▶ The task:
Reproduce the data below word for word, keeping every line and coordinate but omitting the pictures.

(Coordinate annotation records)
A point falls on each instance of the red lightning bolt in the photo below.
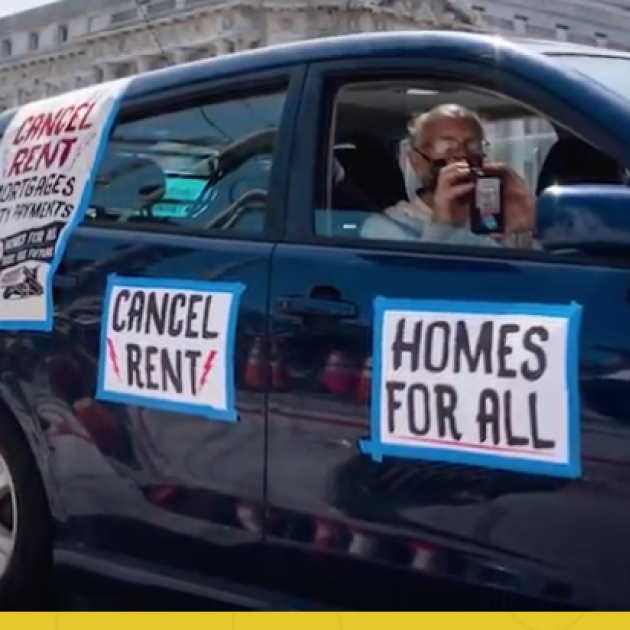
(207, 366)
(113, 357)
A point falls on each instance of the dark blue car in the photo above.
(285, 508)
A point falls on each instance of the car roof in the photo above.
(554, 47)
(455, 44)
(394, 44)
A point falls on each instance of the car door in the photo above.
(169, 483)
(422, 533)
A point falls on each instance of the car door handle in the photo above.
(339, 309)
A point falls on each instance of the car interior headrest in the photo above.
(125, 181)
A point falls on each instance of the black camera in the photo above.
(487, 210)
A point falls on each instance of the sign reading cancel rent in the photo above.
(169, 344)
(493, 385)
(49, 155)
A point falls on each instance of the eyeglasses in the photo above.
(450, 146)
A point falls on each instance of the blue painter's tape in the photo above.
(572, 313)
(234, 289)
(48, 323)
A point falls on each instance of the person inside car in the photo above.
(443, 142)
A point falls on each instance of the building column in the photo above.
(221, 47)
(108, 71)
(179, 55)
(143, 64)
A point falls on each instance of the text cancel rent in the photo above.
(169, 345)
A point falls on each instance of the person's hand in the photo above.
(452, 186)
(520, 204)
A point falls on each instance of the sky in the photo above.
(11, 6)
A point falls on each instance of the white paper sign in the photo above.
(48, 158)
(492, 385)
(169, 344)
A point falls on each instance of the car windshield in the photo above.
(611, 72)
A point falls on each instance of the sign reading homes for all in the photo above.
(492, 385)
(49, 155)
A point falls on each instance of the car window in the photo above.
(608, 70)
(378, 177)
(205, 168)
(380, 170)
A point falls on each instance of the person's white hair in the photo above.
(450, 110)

▶ Written reply:
A point falls on each instance of the red lightning bolt in the photo below.
(207, 366)
(113, 357)
A point falls on each instance of the dark blue car in the photo above.
(285, 508)
A point falls on each instance of the car roof in the photo above.
(554, 47)
(455, 44)
(394, 44)
A point falls on each instance of the car door in the photo above.
(169, 483)
(422, 533)
A point falls on each instance of the car door handle in the photo above.
(339, 309)
A point falls on each instance of the car interior headrest in the photo above.
(125, 181)
A point falls on each instance of the black camera in the photo above.
(487, 210)
A point falls on each instance of the sign reading cancel rent in the photo above.
(169, 344)
(493, 385)
(49, 155)
A point falls on each instance of the eyeglasses in the photo above.
(450, 146)
A point falls on each instance of the blue painter's tape in the photo above.
(572, 313)
(234, 289)
(48, 323)
A point falls on each instance of the person inside car in the photo above.
(443, 142)
A point falls on each instance of the building column in the photo above.
(221, 47)
(108, 71)
(179, 55)
(143, 64)
A point falls on each instance of the text cancel rent in the photo above.
(169, 345)
A point falls on each instance of the person's hand in the photo above.
(452, 186)
(520, 204)
A point falls on each instance of the sky in the photo above.
(11, 6)
A point falls on each instance of the white paper sign in the photo above.
(48, 158)
(492, 385)
(169, 344)
A point falls on each instance of the car windshield in the photo above.
(611, 72)
A point falls on each instance of the sign reading homes for all in the photo above.
(492, 385)
(49, 155)
A point falls on each instance of the car window in the photo above.
(608, 70)
(378, 177)
(205, 168)
(380, 170)
A point falls on each instance of the person's white hair in the photo above.
(450, 110)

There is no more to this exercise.